Por Julio Ricardo Castaño Rueda
Sociedad Mariológica Colombiana
San José le habla a la
historia de la capital de un tesoro colonial que desea regresar del olvido que
petrificó su memoria.
San José de la Peña está
adherido por su costado derecho al Nino Dios y a la Santísima Virgen María, su
esposa. Mira de frente con ojos serenos hacia Bogotá. Una abundante cabellera
negra le cae sobre los hombros. Su barba espesa y bien cuidada muestra un color
más claro. Usa una túnica verde con cuello dorado y adornos rojos que le llegan
a los pies. Sobre esa vestimenta se cubre con un manto de color carmelito con
mangas y bordes amarillos. Usa el cinto ancho amarillo oscuro y en su mano
izquierda porta una granada. (Punica
granatum).
Rostro de piedra de san José de la Peña, Bogotá. |
Su complexión robusta
está hecha de piedra maciza por creación del Altísimo que moldeó su postura
viril. San José forma parte del conjunto escultórico denominado Nuestra Señora
de la Peña. La monumental obra fue hallada en la cima del cerro del Aguanoso
por Bernardino de León, un platero del barrio San Victorino, el 10 de agosto de
1685. La escultura fue esmaltada por don Pedro Laboria que cobró, en 1730, 138
pesos por su tarea.
El silencio josefino permitió
que el culto se centrara en la Madre del Redentor a quien le otorgaron un
patronazgo por ser la soberana del Nuevo Reino de Granada, título que ratificó
el fruto del granado que muestra José.
La granada, por sus abundantes semillas, fue considerada por algunos pueblos antiguos como símbolo de la abundancia y en la fértil Sabana de Bogotá se escuchó aquel pasaje bíblico que dice: “tierra de trigo, de cebada, de viñas, de higueras y de granados; tierra de olivos, de aceite y de miel (Deuteronomio, 8, 8).
Así, entre la fecundidad y la devoción,
los bogotanos de antaño estudiaron la encíclica Quamquam pluries sobre el santo rosario y el patrocinio de san José
que promulgó el papa León XIII, el 15 de agosto de 1889. Solo que algunos no
entendieron que la plegaria evita las protestas.

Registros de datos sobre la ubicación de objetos

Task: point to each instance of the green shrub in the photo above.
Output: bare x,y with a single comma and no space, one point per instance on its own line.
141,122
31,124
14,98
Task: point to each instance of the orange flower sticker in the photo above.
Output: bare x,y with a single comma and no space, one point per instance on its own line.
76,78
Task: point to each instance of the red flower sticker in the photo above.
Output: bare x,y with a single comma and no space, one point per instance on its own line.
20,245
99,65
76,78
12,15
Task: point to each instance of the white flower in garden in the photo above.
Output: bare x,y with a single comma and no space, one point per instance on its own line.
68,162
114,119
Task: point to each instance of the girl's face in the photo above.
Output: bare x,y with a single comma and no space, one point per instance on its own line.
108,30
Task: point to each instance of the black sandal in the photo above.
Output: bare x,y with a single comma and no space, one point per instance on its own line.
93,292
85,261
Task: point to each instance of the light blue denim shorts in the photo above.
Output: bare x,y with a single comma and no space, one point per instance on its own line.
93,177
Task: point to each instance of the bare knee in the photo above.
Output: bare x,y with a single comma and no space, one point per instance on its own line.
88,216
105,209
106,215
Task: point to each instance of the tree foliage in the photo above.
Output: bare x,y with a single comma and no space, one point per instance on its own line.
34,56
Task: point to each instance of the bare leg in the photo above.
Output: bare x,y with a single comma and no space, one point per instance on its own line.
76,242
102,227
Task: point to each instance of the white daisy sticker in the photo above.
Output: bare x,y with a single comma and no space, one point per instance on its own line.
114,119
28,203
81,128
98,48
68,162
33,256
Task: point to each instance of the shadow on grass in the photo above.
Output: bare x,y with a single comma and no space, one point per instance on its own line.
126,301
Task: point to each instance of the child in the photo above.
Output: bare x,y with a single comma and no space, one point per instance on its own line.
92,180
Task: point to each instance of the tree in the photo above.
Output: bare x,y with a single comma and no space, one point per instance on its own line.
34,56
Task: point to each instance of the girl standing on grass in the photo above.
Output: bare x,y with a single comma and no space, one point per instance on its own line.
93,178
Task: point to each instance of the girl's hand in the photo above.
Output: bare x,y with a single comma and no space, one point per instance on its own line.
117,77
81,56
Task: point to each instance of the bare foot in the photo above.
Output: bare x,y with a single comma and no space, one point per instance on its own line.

EJERCICIOS PARA RESOLVER
(A) Traduce al inglés esta oración del texto sobre San José de la Peña: "La escultura fue esmaltada por don Pedro Laboria que cobró, en 1730, 138 pesos por su tarea."
(B) Sigue escribiendo el texto sobre San José de la Peña a partir de su última oración.

RESPUESTAS
(A) The sculpture was enameled by Don Pedro Laboria, who charged 138 pesos for his work in 1730.

(B)
El san José obrero,
desde su escarpado territorio, ha observado cientos de bochinches que dejaron
tiznada la ciudad de caos. Los grafitos sin ortografía, las vidrieras rotas y
los monumentos profanados con signos obscenos. Todo el imperio de la decadencia
se levanta anualmente para celebrar el Día del Trabajo. La rutina del desastre
se llama protesta y a la manifestación se le agrega el título de fenómeno
social, acción popular que reivindica los derechos de la clase proletaria.
Pobre san José que contempla con horror las concentraciones de muchedumbres en
la plaza mayor. La masa ignara sale a destruir el patrimonio cultural de la urbe
en nombre del estigma criminal del disturbio.
Quizás por esa
dictadura del tumulto enardecido, los ratos de peregrinación a la loma cambiaron
y se adaptaron a los tiempos anárquicos. San José, el hombre silente, sigue
magnánimo en aquellos dominios de su María Santísima.
El carpintero que
dignificó el quehacer diario con su título de jornalero soporta ser la víctima
de su fiesta onomástica. Una de las estatuas
de yeso del patriarca fue vilmente destruida en el sótano del Centro Mariano
Nacional de Colombia por los ladrones que buscaban bienes de fortuna entre los
libros de la academia. Las letras, como no embrutecen, no se pudieron cambiar
por alucinógenos y eso desencadenó la furia de los malhechores. (2009).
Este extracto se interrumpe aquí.